• **Extrait du document**:
□ □ □ □ □

"La co-création ? Une belle idée théorique, mais ça ne marche jamais."
Bienvenue dans le Creaverse, la rubrique qui explore l’univers créatif des esprits derrière les – meilleures – campagnes publicitaires. À chaque épisode, nous plongeons dans les sources d’inspiration, les méthodes et les idées parfois insolites qui alimentent les créatifs et créatives de ce secteur en perpétuelle évolution.
4ᵉ opus avec Alexandre Drouillard, directeur de la création de l’agence .becoming, cavalier émérite, prompteur – presque – infatigable qui se passe allégrement d’avoir vu Mad Men et conchie les brainstormings.
C’est une soirée d’octobre, le vent souffle et votre playlist tourne en boucle. Vous êtes devant un brief exigeant pour une marque de mode engagée, mais les idées peinent à émerger. La pression monte, le temps file. Quel est votre rituel ou votre source d’inspiration pour retrouver votre élan créatif dans ces moments ?
Alexandre Drouillard : À table, je raconte le brief à mes enfants. Ils me balancent des idées à la volée en se marrant. Ils reprennent leur smartphone et se barrent dans leur chambre sans débarrasser en mode ados de base. Il y a deux trois réflexions intéressantes… ok, merci, je remplis le lave-vaisselle. Merci les mecs.
Comment vos idées viennent-elles ? Rien que du spontané, du chaos, du bazar… ou avez-vous une méthode qui a fait ses preuves pour les faire naître ?
A.D. : Impossible à dire. Je ne sais pas comment les idées viennent. En revanche, je sais que pour qu’elles viennent, il faut être dans un environnement propice : 2 ou 3 personnes maximum autour de la table, de la bonne humeur, pas de bullshit ou de gens qui parlent pour briller, et surtout un bon brief. Souvent, les bonnes idées viennent lorsqu’on n’a pas l’impression de bosser.
Perso, je déteste les brainstormings. Je pense qu’une bonne idée, on la trouve à 2 ou 3 maximum. Sinon, on est obligé de faire des consensus, et ça rend les choses insipides à la fin. La co-construction, la co-création… très peu pour moi. C’est une très belle idée théorique, mais en vrai, ça ne marche jamais.
Creaverse parle d’inspirations : quelle est la dernière chose ou image qui vous a inspiré ?

□ □ □ □ □

• **Consigne 1**: Convertissez en liste JSON de chaînes les enregistrements, depuis leur première ligne jusqu'à la ligne contenant "M 27 40 L 28", bornes comprises. Mettez une chaîne par ligne et omettez les lignes vides.
L'entretien sur la création publicitaire et les enregistrements proviennent de sources distinctes.

• **Données fournies**:
□ □ □ □ □

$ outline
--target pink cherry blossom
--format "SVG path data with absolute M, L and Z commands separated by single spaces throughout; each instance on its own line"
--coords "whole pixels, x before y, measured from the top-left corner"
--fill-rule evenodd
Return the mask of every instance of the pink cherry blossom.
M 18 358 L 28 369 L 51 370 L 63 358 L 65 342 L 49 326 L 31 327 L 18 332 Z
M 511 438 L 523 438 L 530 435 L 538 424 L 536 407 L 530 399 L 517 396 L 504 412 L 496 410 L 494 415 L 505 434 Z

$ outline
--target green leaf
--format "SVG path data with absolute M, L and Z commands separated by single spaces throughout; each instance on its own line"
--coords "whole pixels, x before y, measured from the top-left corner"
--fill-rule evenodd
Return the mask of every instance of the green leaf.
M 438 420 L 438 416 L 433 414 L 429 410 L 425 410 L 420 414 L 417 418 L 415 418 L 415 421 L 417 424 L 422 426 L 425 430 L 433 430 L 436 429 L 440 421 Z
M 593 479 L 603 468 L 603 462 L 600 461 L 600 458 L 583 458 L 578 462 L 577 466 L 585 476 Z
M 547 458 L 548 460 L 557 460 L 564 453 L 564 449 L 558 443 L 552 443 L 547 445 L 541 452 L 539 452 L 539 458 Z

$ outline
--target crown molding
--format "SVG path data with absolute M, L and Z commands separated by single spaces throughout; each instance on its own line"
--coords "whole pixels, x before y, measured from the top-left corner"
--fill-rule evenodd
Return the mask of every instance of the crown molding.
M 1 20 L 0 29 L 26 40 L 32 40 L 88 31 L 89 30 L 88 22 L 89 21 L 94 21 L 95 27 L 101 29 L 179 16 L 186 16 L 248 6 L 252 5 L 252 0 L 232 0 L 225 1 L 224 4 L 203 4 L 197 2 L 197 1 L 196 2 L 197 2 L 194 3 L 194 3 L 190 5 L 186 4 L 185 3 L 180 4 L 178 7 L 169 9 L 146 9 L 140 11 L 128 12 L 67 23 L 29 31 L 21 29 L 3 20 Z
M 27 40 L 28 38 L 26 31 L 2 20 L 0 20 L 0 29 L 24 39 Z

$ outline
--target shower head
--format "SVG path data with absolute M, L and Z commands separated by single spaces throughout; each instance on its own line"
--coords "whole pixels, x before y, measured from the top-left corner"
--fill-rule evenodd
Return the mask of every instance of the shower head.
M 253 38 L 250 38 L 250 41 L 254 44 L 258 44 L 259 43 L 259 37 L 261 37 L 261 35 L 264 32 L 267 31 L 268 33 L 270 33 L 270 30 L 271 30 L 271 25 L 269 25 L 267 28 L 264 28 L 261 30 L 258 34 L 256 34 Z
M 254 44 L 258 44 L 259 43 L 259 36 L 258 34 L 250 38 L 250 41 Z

□ □ □ □ □

• **Consigne 2**: Poursuivez l'entretien sur la création publicitaire à partir de sa dernière phrase.

• **Réponse rédigée 1**:
[
  "$ outline",
  "--target pink cherry blossom",
  "--format \"SVG path data with absolute M, L and Z commands separated by single spaces throughout; each instance on its own line\"",
  "--coords \"whole pixels, x before y, measured from the top-left corner\"",
  "--fill-rule evenodd",
  "Return the mask of every instance of the pink cherry blossom.",
  "M 18 358 L 28 369 L 51 370 L 63 358 L 65 342 L 49 326 L 31 327 L 18 332 Z",
  "M 511 438 L 523 438 L 530 435 L 538 424 L 536 407 L 530 399 L 517 396 L 504 412 L 496 410 L 494 415 L 505 434 Z",
  "$ outline",
  "--target green leaf",
  "--format \"SVG path data with absolute M, L and Z commands separated by single spaces throughout; each instance on its own line\"",
  "--coords \"whole pixels, x before y, measured from the top-left corner\"",
  "--fill-rule evenodd",
  "Return the mask of every instance of the green leaf.",
  "M 438 420 L 438 416 L 433 414 L 429 410 L 425 410 L 420 414 L 417 418 L 415 418 L 415 421 L 417 424 L 422 426 L 425 430 L 433 430 L 436 429 L 440 421 Z",
  "M 593 479 L 603 468 L 603 462 L 600 461 L 600 458 L 583 458 L 578 462 L 577 466 L 585 476 Z",
  "M 547 458 L 548 460 L 557 460 L 564 453 L 564 449 L 558 443 L 552 443 L 547 445 L 541 452 L 539 452 L 539 458 Z",
  "$ outline",
  "--target crown molding",
  "--format \"SVG path data with absolute M, L and Z commands separated by single spaces throughout; each instance on its own line\"",
  "--coords \"whole pixels, x before y, measured from the top-left corner\"",
  "--fill-rule evenodd",
  "Return the mask of every instance of the crown molding.",
  "M 1 20 L 0 29 L 26 40 L 32 40 L 88 31 L 89 30 L 88 22 L 89 21 L 94 21 L 95 27 L 101 29 L 179 16 L 186 16 L 248 6 L 252 5 L 252 0 L 232 0 L 225 1 L 224 4 L 203 4 L 197 2 L 197 1 L 196 2 L 197 2 L 194 3 L 194 3 L 190 5 L 186 4 L 185 3 L 180 4 L 178 7 L 169 9 L 146 9 L 140 11 L 128 12 L 67 23 L 29 31 L 21 29 L 3 20 Z",
  "M 27 40 L 28 38 L 26 31 L 2 20 L 0 20 L 0 29 L 24 39 Z"
]

• **Réponse rédigée 2**:
A.D. : C’est le portrait de Samuel Crew par le peintre Peter Lely que j’ai vu il y a quelques jours au Musée Groeninge à Bruges. Le tableau date de 1662. J’ai été super troublé. On dirait que c’est un ado d’aujourd’hui coincé dans un tableau du XVIIe. Il est à la fois hyper académique, mais en même temps ultra-moderne.
Et celle qui vous a intrigué ?
A.D. : Une vidéo de Miragebureau, un AI artiste que je suis sur Instagram. Il a créé une esthétique totalement inédite qui m’a mis un gros punch.
Musées, comptes YouTube, podcasts, fenêtre sur cour… Quelles sont vos inspirations quotidiennes ?
A.D. : La presse. Je suis un fou d’actu. Dès que je me réveille, je navigue entre l’appli Le Monde et celle du New York Times.
Les comptes Instagram des IA artistes que j’admire. BBC 6 Radio tous les jours. Les concerts, beaucoup de concerts. Les présentations stratégiques de Joe Burns, l’ancien planneur de Mother London… un régal.
Et puis les références de mes créatifs, c’est une mine d’or incroyable. J’ai tellement de chance d’être au milieu d’eux et qu’ils me partagent ce qu’ils aiment.
Pouvez-vous nous envoyer une photo d’un lieu qui vous inspire ?
A.D. : C’est une photo de Villerville. Un village en Normandie où je passe pas mal de temps. Au fond, on voit Le Havre. Ça me fascine, ce grand port.
Nous sommes saturés de stimuli visuels et autres messages quotidiens, mais est-ce qu’une chose a réussi à s’extraire de la masse et faire vibrer votre cœur ?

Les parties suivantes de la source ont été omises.